[Natural-language object grounding data]
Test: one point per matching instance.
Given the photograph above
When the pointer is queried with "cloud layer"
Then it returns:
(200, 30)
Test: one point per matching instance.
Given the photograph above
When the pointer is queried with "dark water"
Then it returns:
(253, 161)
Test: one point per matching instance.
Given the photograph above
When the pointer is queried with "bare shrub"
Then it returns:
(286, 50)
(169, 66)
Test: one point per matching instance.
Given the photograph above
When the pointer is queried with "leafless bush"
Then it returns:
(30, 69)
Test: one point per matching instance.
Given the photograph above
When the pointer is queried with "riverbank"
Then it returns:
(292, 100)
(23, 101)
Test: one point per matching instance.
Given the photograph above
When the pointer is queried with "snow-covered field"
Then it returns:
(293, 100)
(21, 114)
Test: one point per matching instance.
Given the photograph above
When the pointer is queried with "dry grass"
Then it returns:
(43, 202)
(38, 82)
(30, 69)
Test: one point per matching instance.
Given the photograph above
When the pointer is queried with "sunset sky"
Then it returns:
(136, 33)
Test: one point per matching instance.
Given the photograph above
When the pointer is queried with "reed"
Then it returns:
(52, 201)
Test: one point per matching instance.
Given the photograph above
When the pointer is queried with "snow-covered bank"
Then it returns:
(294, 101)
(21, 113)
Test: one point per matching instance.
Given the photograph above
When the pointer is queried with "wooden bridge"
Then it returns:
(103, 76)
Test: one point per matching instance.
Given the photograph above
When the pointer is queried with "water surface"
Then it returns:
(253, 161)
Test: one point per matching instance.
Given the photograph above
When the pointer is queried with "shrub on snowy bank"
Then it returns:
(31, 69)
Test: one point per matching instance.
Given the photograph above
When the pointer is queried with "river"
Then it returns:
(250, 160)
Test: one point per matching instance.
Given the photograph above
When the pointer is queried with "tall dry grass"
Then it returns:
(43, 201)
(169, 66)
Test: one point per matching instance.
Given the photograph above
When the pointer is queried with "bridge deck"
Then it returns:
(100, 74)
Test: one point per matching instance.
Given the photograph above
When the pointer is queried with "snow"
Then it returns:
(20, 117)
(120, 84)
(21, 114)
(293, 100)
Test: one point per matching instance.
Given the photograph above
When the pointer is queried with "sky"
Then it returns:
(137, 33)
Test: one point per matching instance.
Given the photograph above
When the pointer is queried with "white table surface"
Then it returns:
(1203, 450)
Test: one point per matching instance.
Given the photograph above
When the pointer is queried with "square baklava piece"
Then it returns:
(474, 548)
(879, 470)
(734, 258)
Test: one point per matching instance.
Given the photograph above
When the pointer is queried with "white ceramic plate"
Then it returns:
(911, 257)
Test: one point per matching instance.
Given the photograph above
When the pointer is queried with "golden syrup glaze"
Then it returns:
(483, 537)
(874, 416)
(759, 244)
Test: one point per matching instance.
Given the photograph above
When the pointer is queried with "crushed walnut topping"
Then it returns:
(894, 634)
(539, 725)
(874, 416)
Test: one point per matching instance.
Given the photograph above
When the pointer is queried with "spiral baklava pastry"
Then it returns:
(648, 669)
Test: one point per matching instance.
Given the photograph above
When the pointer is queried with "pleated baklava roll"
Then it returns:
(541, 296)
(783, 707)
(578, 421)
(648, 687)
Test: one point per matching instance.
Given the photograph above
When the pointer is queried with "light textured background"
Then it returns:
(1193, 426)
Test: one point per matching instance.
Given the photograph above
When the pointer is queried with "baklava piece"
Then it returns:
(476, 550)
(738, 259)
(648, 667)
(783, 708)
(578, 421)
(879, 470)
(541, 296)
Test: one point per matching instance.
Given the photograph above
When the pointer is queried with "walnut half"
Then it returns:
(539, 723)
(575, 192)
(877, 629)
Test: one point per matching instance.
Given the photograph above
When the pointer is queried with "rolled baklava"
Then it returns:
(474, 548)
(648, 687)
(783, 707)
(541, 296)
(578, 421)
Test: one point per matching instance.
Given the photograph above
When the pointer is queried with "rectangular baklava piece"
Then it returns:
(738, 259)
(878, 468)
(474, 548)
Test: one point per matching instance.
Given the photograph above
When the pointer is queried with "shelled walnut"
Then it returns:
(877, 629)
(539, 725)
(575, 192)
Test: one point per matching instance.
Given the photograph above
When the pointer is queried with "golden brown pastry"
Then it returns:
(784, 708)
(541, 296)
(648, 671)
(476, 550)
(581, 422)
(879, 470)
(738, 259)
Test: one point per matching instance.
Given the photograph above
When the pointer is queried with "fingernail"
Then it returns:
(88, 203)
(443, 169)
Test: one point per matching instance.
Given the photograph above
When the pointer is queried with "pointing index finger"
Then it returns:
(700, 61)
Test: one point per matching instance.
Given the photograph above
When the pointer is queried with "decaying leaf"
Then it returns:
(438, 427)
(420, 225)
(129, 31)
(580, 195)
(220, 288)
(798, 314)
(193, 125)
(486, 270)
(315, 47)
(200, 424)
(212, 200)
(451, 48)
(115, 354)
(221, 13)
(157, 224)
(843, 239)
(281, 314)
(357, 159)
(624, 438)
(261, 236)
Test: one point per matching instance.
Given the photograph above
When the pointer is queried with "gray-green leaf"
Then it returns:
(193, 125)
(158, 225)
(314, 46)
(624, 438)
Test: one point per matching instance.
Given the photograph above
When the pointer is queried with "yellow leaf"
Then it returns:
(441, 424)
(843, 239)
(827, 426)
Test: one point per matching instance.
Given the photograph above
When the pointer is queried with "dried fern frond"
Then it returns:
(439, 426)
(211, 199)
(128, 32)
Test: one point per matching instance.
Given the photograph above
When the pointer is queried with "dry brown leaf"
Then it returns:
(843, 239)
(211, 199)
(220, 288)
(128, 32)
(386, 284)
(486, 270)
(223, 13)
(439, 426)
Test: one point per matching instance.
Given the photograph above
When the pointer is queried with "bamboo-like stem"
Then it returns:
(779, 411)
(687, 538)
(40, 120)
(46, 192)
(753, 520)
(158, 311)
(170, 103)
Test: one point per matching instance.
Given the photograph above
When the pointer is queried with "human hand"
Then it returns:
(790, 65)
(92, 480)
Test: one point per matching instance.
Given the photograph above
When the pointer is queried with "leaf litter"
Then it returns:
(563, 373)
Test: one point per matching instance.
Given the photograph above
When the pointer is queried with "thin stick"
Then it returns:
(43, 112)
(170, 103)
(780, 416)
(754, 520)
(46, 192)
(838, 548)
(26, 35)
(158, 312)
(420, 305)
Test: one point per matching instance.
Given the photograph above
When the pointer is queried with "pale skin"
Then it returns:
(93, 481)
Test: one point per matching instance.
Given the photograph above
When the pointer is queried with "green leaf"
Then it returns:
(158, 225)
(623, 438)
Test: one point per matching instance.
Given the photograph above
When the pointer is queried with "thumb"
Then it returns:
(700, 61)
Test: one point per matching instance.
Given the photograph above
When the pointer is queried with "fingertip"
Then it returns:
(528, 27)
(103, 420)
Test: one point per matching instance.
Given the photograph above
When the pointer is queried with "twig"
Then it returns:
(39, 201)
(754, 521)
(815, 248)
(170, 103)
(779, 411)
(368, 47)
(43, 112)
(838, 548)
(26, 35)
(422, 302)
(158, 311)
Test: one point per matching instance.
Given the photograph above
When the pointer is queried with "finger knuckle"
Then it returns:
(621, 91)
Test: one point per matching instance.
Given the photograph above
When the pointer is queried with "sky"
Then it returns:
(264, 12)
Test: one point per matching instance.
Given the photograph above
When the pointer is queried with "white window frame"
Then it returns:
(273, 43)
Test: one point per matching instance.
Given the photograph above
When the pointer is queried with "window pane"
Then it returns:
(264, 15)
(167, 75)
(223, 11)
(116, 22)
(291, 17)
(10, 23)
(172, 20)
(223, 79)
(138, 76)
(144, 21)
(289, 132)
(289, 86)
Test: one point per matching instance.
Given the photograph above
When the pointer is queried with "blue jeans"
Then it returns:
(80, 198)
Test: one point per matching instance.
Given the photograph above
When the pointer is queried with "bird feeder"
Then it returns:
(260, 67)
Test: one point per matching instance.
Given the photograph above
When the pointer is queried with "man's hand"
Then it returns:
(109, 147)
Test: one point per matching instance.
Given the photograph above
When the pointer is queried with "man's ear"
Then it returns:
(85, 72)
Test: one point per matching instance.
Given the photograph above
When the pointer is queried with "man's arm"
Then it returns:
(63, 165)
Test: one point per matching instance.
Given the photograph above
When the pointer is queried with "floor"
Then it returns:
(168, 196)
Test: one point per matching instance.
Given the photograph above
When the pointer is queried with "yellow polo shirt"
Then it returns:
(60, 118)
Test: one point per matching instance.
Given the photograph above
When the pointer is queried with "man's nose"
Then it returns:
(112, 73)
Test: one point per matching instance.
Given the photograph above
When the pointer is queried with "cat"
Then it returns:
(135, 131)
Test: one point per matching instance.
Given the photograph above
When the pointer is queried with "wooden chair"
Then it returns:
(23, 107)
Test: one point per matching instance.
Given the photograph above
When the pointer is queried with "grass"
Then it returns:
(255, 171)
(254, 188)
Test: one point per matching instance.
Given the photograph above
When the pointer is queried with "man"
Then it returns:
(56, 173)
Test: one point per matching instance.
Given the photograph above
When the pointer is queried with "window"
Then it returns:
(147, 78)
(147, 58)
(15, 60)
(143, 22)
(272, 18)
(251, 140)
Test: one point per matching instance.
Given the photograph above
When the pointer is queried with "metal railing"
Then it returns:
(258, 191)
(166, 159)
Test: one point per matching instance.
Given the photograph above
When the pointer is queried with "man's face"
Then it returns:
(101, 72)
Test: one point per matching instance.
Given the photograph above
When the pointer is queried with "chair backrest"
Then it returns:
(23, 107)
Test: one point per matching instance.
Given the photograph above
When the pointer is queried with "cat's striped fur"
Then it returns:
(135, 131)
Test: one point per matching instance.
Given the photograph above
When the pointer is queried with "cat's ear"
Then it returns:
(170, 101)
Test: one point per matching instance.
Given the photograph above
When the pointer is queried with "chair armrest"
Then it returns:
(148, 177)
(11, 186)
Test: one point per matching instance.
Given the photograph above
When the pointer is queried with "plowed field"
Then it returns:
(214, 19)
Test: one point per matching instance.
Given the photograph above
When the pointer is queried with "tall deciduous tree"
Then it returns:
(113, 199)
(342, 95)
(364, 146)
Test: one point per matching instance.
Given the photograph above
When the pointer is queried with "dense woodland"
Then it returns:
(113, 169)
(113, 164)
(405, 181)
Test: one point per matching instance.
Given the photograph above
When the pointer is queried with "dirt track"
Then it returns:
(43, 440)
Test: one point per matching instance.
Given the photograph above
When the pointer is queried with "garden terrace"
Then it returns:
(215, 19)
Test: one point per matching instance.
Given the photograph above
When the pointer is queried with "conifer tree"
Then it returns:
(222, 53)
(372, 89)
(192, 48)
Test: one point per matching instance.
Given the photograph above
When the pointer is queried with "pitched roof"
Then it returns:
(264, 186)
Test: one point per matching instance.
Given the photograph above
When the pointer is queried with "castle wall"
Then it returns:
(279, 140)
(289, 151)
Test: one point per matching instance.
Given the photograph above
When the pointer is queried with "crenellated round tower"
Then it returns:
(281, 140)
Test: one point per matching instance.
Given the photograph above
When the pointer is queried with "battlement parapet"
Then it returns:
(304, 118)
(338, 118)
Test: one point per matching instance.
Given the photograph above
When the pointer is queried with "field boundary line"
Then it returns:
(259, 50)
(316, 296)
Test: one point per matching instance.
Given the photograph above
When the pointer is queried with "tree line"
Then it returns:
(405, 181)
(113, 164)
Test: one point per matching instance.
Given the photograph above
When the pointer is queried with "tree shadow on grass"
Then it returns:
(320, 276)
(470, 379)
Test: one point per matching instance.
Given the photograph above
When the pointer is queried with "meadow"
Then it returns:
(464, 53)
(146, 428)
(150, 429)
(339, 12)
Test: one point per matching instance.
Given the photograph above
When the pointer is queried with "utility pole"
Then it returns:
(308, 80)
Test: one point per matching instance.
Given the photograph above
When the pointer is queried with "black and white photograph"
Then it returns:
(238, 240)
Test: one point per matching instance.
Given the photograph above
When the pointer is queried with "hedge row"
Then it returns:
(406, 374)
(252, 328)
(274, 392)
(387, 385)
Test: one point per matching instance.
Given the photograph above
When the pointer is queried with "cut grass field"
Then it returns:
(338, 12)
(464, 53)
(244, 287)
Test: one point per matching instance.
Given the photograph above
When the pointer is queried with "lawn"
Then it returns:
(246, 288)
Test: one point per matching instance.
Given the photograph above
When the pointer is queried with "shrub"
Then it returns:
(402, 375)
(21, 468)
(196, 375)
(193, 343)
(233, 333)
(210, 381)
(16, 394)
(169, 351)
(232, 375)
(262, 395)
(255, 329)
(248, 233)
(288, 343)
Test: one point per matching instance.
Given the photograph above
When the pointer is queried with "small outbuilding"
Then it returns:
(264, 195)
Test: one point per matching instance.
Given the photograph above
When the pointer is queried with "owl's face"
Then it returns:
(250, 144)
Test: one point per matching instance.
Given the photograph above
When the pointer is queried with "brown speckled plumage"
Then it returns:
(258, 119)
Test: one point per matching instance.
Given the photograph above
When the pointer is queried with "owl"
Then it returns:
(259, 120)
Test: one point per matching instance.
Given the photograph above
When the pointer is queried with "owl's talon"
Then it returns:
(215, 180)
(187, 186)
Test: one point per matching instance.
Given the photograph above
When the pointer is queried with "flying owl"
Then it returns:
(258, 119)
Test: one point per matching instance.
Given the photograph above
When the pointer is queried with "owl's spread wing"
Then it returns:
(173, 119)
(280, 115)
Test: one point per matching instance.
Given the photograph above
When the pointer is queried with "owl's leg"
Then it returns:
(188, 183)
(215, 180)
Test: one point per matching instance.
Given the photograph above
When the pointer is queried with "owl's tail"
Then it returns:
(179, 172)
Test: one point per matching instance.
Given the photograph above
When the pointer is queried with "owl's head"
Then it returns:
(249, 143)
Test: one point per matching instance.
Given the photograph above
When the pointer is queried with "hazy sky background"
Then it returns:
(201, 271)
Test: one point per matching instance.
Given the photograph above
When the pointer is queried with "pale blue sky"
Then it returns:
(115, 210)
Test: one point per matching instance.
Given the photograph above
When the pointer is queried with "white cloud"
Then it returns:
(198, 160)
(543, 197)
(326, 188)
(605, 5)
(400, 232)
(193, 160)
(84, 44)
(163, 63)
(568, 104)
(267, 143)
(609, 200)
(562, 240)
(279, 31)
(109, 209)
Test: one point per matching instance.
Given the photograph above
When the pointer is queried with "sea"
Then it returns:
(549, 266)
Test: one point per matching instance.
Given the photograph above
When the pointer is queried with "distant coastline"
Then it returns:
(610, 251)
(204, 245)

Task objective: How many lines in the entries above include the string "wooden"? Please answer with that number and nothing more.

Solution to this exercise: 2